▸ **GIVEN REQUEST**:
Count the lines in the entries below that contain the string "Find", and reply with only that number.

▸ **STORED RECORDS**:

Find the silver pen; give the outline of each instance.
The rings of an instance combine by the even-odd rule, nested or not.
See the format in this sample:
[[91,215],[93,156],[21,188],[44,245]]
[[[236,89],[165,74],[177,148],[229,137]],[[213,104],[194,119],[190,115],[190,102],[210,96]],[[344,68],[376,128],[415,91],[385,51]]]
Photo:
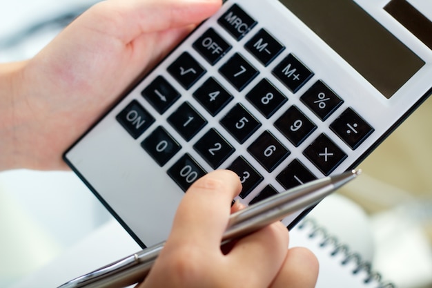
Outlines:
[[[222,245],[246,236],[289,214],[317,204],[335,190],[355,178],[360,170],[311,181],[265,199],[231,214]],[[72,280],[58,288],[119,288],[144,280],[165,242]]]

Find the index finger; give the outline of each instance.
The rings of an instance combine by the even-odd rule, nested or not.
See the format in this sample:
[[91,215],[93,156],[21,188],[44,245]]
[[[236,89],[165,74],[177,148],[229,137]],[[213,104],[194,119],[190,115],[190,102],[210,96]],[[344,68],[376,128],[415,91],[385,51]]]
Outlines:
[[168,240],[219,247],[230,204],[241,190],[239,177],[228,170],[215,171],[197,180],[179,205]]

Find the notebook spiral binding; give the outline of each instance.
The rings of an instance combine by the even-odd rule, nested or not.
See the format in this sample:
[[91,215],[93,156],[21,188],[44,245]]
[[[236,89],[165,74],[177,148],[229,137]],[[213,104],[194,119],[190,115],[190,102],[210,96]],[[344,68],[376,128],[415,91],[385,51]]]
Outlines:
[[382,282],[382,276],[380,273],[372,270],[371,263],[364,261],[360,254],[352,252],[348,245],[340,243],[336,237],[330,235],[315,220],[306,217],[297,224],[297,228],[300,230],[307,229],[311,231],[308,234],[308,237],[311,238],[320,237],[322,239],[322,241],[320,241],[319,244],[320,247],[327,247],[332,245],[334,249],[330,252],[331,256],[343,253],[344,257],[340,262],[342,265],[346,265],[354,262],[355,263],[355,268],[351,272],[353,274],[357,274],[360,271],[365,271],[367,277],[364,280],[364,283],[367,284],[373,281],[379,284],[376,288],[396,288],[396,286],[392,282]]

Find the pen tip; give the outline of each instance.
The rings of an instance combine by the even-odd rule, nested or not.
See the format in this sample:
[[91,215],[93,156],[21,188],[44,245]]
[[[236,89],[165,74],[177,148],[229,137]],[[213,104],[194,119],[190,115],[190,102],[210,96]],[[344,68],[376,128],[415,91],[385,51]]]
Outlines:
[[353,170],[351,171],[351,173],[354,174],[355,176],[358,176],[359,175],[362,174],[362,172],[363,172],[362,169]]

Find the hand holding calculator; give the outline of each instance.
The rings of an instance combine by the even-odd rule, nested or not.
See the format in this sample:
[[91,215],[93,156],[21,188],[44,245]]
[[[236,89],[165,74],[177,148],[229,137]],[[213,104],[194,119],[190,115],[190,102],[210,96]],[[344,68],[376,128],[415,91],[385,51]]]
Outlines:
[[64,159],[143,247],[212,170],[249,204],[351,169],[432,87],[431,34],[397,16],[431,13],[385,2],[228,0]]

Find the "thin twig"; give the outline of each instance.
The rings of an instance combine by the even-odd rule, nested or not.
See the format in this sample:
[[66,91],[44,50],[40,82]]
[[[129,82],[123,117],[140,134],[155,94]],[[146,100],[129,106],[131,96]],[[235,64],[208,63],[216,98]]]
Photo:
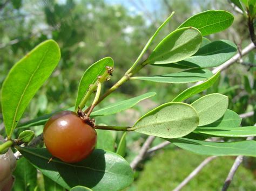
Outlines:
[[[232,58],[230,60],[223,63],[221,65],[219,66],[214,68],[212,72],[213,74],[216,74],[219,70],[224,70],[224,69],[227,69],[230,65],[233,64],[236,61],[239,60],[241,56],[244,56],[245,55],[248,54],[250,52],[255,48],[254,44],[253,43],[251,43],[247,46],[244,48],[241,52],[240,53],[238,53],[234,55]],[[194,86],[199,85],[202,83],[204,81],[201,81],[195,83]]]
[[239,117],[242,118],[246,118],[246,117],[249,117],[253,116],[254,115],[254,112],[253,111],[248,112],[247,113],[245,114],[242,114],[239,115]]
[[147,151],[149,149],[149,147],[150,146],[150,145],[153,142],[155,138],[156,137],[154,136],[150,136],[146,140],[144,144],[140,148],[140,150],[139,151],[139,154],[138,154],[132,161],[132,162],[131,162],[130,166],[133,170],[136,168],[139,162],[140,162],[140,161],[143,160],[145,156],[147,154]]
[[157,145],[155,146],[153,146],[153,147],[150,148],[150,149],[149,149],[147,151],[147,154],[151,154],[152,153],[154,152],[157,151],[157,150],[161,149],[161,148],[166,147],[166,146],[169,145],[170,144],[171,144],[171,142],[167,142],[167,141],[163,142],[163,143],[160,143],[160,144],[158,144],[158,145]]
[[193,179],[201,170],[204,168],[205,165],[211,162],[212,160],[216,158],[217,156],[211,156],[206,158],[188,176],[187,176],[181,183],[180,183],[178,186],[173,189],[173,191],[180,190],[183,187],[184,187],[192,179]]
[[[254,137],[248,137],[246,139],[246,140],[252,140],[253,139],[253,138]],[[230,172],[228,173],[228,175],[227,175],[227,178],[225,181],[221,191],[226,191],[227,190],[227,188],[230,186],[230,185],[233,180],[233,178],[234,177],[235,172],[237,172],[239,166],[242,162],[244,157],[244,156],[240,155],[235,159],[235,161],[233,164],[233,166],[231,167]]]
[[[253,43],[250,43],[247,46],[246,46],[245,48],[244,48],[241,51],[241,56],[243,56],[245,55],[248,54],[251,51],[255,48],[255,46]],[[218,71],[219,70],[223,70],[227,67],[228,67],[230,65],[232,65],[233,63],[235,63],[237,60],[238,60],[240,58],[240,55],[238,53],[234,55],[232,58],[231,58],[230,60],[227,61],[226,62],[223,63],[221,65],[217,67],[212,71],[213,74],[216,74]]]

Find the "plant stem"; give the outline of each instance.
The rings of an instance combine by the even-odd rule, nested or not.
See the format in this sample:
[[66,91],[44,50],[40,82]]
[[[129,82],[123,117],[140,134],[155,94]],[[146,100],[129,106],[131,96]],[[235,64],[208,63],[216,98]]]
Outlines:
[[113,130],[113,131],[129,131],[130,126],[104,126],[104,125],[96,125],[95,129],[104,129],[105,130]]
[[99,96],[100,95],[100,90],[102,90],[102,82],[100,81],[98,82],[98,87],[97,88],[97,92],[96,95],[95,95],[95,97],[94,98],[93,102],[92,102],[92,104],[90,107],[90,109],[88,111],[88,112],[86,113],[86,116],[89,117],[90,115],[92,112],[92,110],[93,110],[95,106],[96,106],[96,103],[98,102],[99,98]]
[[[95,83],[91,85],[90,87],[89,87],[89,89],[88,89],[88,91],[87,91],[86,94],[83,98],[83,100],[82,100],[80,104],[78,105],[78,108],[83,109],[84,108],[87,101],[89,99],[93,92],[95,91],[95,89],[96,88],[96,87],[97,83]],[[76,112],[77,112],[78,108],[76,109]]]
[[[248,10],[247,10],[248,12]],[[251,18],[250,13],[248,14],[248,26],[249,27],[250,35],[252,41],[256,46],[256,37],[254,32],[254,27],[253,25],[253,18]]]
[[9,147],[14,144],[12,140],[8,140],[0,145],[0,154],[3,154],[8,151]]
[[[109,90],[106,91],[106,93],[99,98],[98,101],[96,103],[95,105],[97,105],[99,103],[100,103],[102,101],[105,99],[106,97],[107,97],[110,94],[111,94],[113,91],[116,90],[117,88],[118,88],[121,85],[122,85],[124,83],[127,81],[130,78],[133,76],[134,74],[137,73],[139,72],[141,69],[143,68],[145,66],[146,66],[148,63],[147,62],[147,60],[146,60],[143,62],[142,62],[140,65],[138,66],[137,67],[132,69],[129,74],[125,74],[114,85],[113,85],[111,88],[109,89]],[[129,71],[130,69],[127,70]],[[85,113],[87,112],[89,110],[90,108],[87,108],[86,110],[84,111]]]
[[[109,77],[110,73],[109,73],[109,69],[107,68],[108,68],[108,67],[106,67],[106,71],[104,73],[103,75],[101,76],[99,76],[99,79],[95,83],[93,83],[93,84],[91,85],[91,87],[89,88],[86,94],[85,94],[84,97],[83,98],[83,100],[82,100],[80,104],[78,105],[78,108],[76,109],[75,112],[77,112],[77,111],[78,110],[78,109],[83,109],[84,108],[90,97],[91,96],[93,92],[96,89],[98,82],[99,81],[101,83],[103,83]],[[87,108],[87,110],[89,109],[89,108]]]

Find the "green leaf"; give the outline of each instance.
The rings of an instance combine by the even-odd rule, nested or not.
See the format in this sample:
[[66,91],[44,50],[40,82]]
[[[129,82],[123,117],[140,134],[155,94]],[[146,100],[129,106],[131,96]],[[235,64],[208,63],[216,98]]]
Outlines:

▸ **OUTPUT OF THE TASK**:
8